→ Source extract:
::::

Homes and Haunts of the Most Eminent British Poets, Vol. 1 (of 2)
Part 34
It is well known to most readers that this house was built by Burns's father, and that about a week after Robert, his first child, was born, the roof fell in during a tempest at midnight, and that mother and child had to be carried forth in a hurry, through the storm and darkness, to a cottage, which still remains, not far off, on the opposite side of the road. Robert Burns was born in what is now the kitchen, in one of those recess beds so common in Scotch cottages. This is still shown to visitors by the occupiers of the house. The better room, in which the guests are entertained, that nearest to the town of Ayr, bears abundant marks of the zeal of these visitors. The walls are well written over with names, but not in that extraordinary manner that the walls of Shakspeare's birth-place at Stratford are. The rage here has taken another turn, that of cutting the names into the furniture. There are two plane-tree tables, which are cut and carved in the most singular completeness. There does not seem to be left space, neither on the top, the sides, nor the legs, even for another initial. There were formerly three of these tables, but one of them was sold some years ago. There is a cupboard and chairs all cut over, the chairs having been obliged to be renewed, but the fresh ones are now as much cut as ever. We were informed by Mrs. Gondie, the widow of the old miller, John Gondie, of Doonside Mill, who had lived in the house nearly forty years, that the lease of the property had been bought of Burns's father, by the Shoemaker's Company of Ayr, for one hundred and sixty guineas; but that the property now let for £45 a year; and that the said Shoemaker's Company wishing again to raise the rent, the widow was going to quit at Michaelmas last, and that another person had taken the house and small piece of ground adjoining, at a rental of £60 a year. Mrs. Gondie said that she had been once bid £15 for one of the tables, but had refused it; that, however, being now about to quit the premises, she had sold the chairs and tables to a broker at Glasgow, who was announcing them as the actual furniture of Burns, though it was well known that when Burns's father left this house for Mount Oliphant, a few miles off, when Robert Burns was not seven years of age, he took all his furniture with him. Conspicuous among the carved names in this room was that of an ambitious Peter Jones, of Great Bear Lake, North America.

::::

→ Action item:
According to the passage about Burns's birthplace, how much had Mrs. Gondie once been offered for one of the tables? Rely only on the passage for your answers.

→ Data extracts:
::::

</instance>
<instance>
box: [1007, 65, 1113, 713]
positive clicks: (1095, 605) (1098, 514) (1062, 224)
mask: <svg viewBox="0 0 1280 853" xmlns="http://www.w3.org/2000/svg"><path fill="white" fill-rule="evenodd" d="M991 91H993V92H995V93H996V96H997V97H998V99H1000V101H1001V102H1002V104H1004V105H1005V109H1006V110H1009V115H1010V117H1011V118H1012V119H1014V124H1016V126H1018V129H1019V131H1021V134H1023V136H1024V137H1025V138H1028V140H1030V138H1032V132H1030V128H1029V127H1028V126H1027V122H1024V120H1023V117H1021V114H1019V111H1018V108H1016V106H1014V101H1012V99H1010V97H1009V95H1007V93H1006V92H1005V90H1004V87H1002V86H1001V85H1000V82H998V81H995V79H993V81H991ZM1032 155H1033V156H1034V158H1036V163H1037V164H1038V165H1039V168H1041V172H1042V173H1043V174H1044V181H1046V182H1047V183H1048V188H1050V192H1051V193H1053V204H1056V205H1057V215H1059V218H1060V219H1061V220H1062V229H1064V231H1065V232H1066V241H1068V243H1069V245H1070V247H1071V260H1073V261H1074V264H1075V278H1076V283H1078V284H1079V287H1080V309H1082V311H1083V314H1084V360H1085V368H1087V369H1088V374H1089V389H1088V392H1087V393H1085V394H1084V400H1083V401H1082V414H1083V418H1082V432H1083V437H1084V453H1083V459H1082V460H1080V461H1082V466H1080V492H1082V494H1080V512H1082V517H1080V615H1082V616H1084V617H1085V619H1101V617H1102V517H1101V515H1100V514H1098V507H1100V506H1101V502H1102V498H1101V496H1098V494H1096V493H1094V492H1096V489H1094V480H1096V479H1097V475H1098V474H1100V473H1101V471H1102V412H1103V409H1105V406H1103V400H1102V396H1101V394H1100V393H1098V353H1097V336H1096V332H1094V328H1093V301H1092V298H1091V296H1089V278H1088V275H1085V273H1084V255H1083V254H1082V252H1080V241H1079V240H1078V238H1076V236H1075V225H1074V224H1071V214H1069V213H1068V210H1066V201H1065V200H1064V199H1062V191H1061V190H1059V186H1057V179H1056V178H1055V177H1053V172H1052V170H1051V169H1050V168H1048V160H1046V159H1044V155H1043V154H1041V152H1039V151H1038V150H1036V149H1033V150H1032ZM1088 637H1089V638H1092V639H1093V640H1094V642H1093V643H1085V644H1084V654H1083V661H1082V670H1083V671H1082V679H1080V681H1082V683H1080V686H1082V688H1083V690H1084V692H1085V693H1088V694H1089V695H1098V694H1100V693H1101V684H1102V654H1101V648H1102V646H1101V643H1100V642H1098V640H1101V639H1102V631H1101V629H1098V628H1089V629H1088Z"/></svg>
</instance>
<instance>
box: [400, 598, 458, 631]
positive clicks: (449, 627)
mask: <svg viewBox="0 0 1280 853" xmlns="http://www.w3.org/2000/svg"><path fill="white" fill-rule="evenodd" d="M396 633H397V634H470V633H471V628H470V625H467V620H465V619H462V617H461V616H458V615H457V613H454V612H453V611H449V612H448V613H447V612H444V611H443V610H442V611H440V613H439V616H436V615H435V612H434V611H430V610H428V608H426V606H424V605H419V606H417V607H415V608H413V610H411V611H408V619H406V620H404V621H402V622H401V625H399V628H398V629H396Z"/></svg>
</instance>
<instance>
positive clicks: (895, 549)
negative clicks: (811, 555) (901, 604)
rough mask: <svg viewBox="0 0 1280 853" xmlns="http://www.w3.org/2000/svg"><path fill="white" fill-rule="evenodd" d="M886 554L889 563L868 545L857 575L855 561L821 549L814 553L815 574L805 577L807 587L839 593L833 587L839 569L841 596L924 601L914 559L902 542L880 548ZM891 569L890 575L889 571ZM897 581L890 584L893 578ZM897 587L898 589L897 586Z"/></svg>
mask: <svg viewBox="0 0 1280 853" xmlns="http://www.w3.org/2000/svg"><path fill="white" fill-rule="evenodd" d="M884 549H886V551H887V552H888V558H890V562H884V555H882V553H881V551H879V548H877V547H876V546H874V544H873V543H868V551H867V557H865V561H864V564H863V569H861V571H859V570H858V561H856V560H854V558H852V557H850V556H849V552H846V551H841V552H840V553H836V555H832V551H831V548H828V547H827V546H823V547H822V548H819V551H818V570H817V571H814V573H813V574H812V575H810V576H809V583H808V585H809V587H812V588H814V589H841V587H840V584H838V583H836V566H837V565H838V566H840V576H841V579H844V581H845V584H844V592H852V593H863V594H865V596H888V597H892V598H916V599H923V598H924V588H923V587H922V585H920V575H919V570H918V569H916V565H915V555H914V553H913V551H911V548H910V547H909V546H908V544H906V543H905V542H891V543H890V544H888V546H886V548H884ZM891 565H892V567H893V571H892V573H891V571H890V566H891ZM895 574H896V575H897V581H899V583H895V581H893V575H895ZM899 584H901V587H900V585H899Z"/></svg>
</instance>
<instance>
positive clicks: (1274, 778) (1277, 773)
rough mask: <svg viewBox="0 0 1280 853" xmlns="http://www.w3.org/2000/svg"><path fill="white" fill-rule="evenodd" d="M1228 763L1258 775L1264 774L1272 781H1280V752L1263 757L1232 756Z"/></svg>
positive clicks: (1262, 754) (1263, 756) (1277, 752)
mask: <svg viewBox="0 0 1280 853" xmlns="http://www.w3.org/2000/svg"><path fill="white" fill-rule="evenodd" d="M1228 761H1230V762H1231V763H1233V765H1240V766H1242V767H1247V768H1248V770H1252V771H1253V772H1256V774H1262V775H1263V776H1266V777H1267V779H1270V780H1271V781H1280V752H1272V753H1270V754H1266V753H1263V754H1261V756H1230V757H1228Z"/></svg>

::::

→ Task result:
She had been offered £15 for it, and she refused.